What the task asks: From the line that has "point: power line" down to the final line of the listing below, transcribe every line exactly, and only those.

Given data:
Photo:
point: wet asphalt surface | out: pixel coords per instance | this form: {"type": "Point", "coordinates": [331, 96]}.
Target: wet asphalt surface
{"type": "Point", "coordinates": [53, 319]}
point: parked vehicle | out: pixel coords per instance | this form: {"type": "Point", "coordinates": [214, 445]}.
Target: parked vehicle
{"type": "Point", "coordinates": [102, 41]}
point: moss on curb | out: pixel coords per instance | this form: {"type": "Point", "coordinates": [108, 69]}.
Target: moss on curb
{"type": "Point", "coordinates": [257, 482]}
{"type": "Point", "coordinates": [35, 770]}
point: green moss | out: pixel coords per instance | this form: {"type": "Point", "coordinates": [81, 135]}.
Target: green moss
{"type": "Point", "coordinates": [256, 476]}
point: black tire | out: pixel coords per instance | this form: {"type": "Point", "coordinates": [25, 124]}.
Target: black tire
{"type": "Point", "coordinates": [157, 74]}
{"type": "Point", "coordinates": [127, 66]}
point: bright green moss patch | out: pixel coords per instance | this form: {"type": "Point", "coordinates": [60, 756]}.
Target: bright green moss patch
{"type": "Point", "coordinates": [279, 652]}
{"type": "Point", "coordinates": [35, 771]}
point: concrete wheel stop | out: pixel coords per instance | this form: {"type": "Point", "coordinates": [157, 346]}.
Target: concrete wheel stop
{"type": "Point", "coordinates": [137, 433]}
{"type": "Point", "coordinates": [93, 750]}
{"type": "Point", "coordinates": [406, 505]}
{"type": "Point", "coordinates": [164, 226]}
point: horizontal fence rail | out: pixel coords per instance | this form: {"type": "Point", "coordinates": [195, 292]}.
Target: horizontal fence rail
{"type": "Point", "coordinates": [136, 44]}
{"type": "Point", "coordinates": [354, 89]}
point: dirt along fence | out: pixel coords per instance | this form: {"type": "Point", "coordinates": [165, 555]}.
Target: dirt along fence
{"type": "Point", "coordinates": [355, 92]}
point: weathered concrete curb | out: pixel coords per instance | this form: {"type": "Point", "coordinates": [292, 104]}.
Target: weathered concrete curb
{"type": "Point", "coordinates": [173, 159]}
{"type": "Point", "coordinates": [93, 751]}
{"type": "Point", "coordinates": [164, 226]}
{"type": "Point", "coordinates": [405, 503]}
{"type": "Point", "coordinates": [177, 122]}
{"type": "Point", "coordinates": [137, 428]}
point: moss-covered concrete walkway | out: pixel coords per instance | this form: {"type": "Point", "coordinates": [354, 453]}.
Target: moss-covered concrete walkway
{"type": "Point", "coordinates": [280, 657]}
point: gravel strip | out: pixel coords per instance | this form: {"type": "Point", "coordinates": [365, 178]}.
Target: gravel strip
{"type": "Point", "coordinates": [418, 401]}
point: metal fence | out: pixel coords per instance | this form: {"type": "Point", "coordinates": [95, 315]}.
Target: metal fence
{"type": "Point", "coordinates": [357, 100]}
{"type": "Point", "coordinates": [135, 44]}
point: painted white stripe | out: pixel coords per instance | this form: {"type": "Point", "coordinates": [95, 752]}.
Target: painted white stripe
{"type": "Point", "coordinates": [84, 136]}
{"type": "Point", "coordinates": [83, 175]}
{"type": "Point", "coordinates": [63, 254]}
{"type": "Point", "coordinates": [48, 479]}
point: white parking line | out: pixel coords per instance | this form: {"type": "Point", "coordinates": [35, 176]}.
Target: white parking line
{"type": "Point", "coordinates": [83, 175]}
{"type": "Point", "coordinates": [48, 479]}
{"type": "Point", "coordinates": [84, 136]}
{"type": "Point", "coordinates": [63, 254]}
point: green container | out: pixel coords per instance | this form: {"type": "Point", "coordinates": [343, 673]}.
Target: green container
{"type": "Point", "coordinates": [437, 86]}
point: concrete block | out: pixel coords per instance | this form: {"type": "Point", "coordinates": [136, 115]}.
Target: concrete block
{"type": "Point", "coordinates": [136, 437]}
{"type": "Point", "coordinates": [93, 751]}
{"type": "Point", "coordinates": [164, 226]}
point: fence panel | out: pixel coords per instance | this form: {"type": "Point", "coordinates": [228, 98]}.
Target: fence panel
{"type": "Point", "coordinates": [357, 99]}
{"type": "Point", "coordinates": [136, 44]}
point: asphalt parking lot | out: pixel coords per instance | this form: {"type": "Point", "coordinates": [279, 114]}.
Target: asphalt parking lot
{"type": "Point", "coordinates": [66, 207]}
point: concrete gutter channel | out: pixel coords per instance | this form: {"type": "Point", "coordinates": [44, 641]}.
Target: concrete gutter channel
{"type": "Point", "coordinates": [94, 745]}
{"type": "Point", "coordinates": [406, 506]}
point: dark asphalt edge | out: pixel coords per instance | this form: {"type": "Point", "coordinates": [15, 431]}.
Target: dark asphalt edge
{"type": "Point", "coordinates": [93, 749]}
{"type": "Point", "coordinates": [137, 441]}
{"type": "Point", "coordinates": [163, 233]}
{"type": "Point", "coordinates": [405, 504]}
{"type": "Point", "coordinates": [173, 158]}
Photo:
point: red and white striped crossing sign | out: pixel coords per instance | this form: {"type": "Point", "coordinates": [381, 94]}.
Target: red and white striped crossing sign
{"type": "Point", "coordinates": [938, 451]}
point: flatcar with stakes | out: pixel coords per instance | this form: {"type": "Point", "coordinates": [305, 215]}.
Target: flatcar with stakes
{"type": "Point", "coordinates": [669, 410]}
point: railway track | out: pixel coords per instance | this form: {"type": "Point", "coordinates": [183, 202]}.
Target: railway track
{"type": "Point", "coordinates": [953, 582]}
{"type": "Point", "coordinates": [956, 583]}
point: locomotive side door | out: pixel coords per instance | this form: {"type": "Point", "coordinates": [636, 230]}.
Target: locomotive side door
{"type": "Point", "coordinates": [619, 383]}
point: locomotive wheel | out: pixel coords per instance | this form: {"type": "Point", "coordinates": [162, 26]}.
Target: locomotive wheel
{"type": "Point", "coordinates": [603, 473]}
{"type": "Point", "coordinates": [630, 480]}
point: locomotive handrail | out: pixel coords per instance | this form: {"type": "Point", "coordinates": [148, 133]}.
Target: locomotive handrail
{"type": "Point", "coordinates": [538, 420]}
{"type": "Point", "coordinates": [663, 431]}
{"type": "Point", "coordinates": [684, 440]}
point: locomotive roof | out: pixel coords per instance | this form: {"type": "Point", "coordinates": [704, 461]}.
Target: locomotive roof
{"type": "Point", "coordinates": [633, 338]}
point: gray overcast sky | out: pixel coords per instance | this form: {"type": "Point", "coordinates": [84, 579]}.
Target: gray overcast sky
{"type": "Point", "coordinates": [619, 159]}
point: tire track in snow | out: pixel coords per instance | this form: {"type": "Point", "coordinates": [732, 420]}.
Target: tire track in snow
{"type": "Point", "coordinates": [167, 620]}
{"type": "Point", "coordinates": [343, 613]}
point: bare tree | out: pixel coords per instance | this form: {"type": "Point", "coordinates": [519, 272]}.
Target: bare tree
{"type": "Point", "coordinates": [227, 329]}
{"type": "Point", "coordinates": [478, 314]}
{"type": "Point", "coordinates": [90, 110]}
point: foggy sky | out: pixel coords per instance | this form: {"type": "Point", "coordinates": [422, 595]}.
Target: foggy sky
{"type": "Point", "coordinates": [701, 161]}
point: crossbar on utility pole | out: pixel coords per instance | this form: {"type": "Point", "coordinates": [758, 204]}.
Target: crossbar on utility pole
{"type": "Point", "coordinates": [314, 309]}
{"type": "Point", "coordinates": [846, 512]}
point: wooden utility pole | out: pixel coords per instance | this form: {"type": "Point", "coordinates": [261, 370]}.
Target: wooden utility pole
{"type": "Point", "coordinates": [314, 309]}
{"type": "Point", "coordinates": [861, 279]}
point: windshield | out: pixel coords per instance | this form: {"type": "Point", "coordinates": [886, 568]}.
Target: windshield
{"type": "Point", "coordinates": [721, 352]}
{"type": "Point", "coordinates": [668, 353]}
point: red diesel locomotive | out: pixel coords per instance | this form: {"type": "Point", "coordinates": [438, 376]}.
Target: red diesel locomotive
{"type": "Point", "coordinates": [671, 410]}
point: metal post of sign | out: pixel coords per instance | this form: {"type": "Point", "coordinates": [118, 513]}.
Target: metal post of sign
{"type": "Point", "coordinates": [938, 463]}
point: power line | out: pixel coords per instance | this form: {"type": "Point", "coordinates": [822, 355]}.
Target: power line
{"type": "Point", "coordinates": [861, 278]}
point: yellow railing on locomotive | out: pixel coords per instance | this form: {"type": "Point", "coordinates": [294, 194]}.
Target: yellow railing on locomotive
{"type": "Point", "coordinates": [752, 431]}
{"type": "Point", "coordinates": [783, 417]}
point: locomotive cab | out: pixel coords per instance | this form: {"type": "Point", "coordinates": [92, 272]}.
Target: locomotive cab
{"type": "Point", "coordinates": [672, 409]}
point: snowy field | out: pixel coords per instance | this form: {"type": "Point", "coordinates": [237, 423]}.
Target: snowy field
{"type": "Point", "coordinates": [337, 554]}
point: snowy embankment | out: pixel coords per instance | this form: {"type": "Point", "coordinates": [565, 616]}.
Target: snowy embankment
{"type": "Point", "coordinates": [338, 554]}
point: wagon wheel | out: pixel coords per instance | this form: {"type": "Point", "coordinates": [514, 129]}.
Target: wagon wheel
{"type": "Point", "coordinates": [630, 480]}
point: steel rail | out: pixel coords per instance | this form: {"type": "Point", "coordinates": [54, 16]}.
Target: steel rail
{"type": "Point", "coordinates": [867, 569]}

Complete answer:
point: power line | out: pixel coords per instance | this form: {"type": "Point", "coordinates": [822, 355]}.
Target: power line
{"type": "Point", "coordinates": [861, 278]}
point: yellow railing on locomotive | out: pixel coords per instance | this form: {"type": "Point", "coordinates": [294, 194]}.
Target: yellow railing on locomotive
{"type": "Point", "coordinates": [752, 431]}
{"type": "Point", "coordinates": [783, 417]}
point: locomotive cab | out: pixel coords per instance | this form: {"type": "Point", "coordinates": [92, 272]}.
Target: locomotive cab
{"type": "Point", "coordinates": [672, 409]}
point: snowy field | out: pixel coords per instance | this form: {"type": "Point", "coordinates": [237, 423]}.
Target: snowy field
{"type": "Point", "coordinates": [337, 554]}
point: snowy embankment | out: pixel coords per instance | this form: {"type": "Point", "coordinates": [565, 616]}.
Target: snowy embankment
{"type": "Point", "coordinates": [338, 554]}
point: wagon wheel | out: pixel coords per instance | this form: {"type": "Point", "coordinates": [514, 129]}.
Target: wagon wheel
{"type": "Point", "coordinates": [630, 480]}
point: steel rail | out: pixel coords per instance | this form: {"type": "Point", "coordinates": [54, 16]}.
Target: steel rail
{"type": "Point", "coordinates": [867, 569]}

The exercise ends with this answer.